*REQUEST 1*:
From the listing further down, print everything from the line containing "For the photo above, indicate every instance of the zebra's mane" down to the line containing "column 259, row 264", with both of those lines included, copying each line word for word.

Currently computing gradients of the flux in this test file. Run make test_autodiff to compile it. I'm going to add a gradient option to the pybind interface so we can start using this!

from starry.

dfm commented on August 26, 2024 1

You definitely won't need to manually cast everything to T. The problem appears when you have inline operations on AutoDiffScalars. It is slightly annoying, but I think you'll be able to fix it pretty fast.

from starry.

rodluger commented on August 26, 2024 1

@dfm Dude:

from starry.

dfm commented on August 26, 2024 1

Dude! 🎉🎈🍻

from starry.

dfm commented on August 26, 2024 1

That does sound tedious! Let me know if there's anything that I can do to help out.

from starry.

rodluger commented on August 26, 2024 1

@dfm @ericagol Just need to write it up!

from starry.

ericagol commented on August 26, 2024

I got autodiff working on the s_n(r,b) components. I just finished coding up the s_n function in Julia, and I implemented autodiff using the ForwardDiff package. I haven't added analytic derivatives of the elliptic integrals: ForwardDiff diffs those as well.

*REQUEST 2*:
Output the whole forum thread about autodiff above, word for word.

*DATA FOR PROCESSING*:
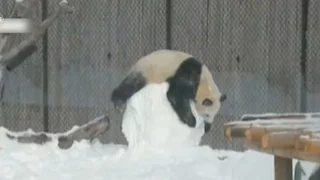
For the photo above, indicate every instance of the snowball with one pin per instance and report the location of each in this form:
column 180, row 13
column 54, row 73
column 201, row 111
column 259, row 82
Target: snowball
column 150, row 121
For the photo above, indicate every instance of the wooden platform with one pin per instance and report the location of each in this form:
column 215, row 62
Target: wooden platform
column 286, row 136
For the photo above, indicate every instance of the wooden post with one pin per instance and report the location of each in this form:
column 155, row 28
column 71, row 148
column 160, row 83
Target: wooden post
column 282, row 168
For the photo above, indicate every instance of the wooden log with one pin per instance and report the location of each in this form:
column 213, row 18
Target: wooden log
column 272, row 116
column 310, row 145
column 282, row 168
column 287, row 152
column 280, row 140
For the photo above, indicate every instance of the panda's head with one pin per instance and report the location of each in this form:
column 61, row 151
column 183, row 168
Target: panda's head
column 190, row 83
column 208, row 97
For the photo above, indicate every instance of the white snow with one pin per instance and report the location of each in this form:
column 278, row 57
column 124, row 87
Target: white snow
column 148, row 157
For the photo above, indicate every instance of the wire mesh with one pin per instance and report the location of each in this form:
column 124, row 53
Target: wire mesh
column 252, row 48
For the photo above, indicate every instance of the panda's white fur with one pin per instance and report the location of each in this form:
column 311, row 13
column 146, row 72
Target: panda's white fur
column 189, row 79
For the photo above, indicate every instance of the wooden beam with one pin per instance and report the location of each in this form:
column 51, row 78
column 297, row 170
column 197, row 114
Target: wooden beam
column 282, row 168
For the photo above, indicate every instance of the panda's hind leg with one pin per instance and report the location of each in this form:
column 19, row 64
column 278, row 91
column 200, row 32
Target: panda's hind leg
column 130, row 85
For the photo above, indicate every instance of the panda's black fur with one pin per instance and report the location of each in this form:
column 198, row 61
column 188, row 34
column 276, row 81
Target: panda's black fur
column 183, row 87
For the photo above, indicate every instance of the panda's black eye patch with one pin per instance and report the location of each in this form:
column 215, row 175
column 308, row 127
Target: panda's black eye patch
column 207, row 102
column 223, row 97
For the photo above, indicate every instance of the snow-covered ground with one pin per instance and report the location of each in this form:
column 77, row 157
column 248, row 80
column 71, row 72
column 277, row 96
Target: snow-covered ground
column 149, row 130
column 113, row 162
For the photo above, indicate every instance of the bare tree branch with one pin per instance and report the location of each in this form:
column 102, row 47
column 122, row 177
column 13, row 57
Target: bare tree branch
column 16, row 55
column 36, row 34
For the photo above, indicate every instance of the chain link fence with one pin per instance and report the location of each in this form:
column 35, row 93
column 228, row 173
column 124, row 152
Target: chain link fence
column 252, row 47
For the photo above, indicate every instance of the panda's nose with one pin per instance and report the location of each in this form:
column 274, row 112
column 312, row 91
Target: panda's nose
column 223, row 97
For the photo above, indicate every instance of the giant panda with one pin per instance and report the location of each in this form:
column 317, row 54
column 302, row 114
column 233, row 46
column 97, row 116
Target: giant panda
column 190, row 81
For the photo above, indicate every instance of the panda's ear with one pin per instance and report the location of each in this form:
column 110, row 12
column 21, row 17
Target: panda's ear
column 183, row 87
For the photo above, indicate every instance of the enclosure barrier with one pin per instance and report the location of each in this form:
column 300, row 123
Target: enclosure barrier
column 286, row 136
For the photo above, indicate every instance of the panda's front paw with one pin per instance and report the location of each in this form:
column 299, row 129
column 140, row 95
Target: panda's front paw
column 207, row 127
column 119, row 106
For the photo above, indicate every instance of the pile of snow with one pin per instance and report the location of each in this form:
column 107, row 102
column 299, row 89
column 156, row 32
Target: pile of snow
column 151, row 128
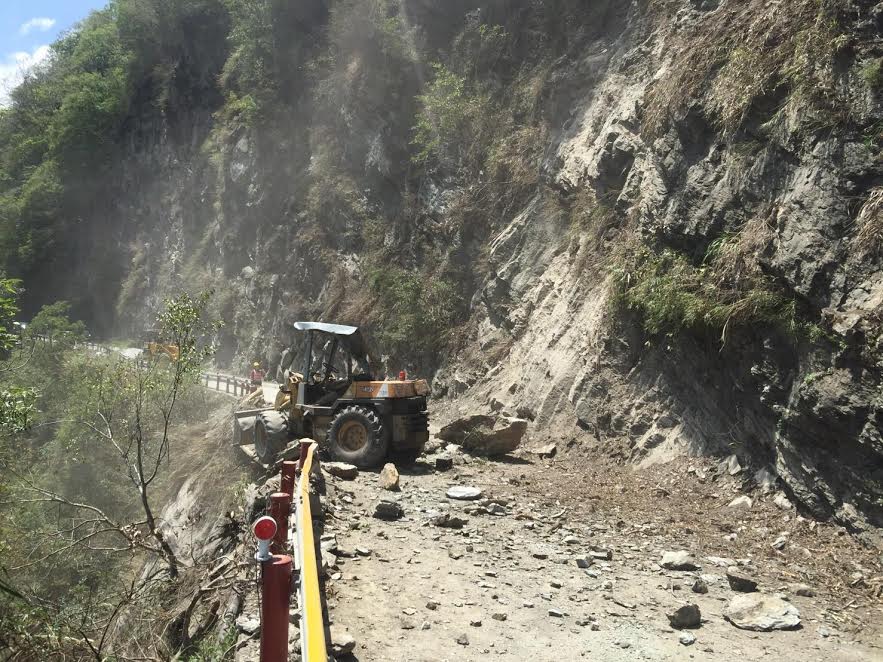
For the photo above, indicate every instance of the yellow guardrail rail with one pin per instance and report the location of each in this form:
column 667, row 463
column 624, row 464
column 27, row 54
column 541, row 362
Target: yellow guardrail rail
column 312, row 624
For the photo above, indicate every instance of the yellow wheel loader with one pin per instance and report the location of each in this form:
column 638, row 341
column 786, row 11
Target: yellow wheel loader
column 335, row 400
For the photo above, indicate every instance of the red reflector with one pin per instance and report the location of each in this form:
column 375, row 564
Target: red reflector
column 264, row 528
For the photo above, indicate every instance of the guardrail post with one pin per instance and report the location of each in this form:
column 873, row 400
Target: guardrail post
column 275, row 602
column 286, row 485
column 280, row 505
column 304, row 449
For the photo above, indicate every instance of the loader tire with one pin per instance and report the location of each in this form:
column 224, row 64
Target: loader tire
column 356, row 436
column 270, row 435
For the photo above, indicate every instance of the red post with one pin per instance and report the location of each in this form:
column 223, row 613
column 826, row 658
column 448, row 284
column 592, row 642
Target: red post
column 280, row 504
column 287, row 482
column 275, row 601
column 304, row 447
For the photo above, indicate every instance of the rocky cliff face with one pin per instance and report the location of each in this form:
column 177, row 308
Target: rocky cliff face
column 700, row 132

---

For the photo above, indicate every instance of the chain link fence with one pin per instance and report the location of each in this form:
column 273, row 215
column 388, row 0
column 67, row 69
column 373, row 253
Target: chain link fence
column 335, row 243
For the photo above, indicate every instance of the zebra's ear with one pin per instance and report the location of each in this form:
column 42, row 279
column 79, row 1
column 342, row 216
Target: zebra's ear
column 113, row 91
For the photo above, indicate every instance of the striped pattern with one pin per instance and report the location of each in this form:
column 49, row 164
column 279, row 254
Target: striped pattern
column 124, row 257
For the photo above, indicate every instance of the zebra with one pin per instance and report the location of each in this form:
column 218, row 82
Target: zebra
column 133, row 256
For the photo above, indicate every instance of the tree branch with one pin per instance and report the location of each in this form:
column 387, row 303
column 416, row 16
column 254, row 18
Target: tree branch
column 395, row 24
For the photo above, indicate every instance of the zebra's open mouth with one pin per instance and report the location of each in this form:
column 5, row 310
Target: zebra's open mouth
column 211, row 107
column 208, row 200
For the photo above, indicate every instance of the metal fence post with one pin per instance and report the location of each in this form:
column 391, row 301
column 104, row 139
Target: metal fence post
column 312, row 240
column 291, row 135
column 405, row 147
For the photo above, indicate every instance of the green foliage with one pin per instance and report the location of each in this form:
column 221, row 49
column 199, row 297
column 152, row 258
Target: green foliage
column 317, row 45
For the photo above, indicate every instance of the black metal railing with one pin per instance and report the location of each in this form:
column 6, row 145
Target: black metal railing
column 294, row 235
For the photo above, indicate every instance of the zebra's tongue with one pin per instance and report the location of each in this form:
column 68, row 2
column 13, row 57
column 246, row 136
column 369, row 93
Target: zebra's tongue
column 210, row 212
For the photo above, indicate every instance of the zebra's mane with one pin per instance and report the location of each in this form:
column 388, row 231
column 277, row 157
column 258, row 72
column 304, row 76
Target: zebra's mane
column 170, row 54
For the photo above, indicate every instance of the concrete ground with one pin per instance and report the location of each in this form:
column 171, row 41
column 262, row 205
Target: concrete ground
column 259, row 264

---

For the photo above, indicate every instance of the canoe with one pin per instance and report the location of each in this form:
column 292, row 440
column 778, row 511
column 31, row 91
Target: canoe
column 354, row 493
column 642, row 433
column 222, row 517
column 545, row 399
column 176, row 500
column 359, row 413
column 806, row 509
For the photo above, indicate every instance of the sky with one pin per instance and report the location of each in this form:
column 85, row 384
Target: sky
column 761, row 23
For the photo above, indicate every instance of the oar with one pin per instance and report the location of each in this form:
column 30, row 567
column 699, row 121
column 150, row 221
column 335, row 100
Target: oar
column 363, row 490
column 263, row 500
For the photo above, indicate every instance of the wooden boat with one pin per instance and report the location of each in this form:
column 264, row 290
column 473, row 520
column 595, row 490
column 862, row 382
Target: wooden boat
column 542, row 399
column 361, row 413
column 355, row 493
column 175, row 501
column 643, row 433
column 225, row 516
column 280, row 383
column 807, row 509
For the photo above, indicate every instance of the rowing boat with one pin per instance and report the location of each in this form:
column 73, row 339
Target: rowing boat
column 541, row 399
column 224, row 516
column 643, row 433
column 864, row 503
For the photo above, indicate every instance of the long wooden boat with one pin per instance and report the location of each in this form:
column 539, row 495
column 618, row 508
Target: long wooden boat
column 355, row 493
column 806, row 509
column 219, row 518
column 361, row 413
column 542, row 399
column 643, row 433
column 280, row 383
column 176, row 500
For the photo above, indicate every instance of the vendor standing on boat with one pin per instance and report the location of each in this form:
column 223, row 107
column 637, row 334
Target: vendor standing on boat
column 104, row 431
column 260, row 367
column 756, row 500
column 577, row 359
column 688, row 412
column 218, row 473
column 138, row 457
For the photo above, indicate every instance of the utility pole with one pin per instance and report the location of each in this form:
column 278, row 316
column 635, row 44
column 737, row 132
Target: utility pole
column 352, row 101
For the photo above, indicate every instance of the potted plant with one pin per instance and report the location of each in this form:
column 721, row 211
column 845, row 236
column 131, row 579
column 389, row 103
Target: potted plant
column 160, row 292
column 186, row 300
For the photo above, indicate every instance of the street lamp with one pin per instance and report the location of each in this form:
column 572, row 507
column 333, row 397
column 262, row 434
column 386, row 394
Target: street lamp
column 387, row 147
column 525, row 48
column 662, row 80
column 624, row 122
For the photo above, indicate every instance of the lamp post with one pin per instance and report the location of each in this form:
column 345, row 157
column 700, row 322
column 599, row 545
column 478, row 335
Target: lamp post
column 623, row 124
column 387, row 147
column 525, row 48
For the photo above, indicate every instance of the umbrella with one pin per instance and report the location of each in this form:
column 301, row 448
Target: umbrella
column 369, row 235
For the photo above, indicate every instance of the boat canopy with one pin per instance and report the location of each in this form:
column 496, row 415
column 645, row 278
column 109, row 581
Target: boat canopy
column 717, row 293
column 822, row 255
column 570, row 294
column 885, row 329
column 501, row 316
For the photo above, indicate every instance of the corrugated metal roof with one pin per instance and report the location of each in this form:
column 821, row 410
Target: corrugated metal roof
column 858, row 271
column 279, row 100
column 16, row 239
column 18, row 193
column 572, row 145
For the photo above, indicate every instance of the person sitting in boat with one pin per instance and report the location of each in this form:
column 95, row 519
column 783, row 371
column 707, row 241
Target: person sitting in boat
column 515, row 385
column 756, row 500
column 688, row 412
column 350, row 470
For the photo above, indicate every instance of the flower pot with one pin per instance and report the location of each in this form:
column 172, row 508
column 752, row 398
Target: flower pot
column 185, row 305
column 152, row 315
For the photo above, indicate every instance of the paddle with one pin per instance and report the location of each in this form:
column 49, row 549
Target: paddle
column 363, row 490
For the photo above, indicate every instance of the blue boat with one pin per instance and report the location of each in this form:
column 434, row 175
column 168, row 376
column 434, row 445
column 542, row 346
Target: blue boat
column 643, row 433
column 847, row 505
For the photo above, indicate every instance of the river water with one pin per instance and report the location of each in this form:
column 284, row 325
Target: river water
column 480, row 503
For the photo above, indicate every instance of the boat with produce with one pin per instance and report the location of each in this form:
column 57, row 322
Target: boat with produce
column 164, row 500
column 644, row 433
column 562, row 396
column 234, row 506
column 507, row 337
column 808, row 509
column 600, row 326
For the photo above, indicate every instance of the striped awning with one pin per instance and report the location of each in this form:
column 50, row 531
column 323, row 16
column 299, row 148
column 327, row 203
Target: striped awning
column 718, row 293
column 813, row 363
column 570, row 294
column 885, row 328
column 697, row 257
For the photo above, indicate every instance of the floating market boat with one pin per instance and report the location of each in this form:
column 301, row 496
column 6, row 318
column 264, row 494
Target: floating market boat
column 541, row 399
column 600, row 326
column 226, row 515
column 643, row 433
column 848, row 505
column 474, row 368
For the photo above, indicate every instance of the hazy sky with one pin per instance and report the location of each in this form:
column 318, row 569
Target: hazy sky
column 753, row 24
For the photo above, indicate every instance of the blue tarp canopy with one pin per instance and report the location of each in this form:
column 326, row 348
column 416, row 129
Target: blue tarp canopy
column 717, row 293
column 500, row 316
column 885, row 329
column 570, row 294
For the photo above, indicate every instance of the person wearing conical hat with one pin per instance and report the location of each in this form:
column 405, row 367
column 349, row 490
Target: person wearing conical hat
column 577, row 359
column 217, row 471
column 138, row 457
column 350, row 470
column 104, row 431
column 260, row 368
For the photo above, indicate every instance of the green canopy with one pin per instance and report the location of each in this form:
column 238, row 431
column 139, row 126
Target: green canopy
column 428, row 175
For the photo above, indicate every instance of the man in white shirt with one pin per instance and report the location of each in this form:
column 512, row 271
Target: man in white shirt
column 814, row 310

*RIGHT ANSWER 1*:
For the photo above, indicate every instance of the zebra's mane with one pin per instance and report the location of each in this form:
column 388, row 231
column 277, row 157
column 258, row 72
column 304, row 76
Target: zebra's mane
column 170, row 54
For the photo above, indicate every instance of the concrete ground with one pin per instance and report the location of each in this form:
column 171, row 41
column 262, row 205
Target: concrete ground
column 259, row 264

*RIGHT ANSWER 2*:
Currently computing gradients of the flux in this test file. Run make test_autodiff to compile it. I'm going to add a gradient option to the pybind interface so we can start using this!

from starry.

dfm commented on August 26, 2024 1

You definitely won't need to manually cast everything to T. The problem appears when you have inline operations on AutoDiffScalars. It is slightly annoying, but I think you'll be able to fix it pretty fast.

from starry.

rodluger commented on August 26, 2024 1

@dfm Dude:

from starry.

dfm commented on August 26, 2024 1

Dude! 🎉🎈🍻

from starry.

dfm commented on August 26, 2024 1

That does sound tedious! Let me know if there's anything that I can do to help out.

from starry.

rodluger commented on August 26, 2024 1

@dfm @ericagol Just need to write it up!

from starry.

ericagol commented on August 26, 2024

I got autodiff working on the s_n(r,b) components. I just finished coding up the s_n function in Julia, and I implemented autodiff using the ForwardDiff package. I haven't added analytic derivatives of the elliptic integrals: ForwardDiff diffs those as well.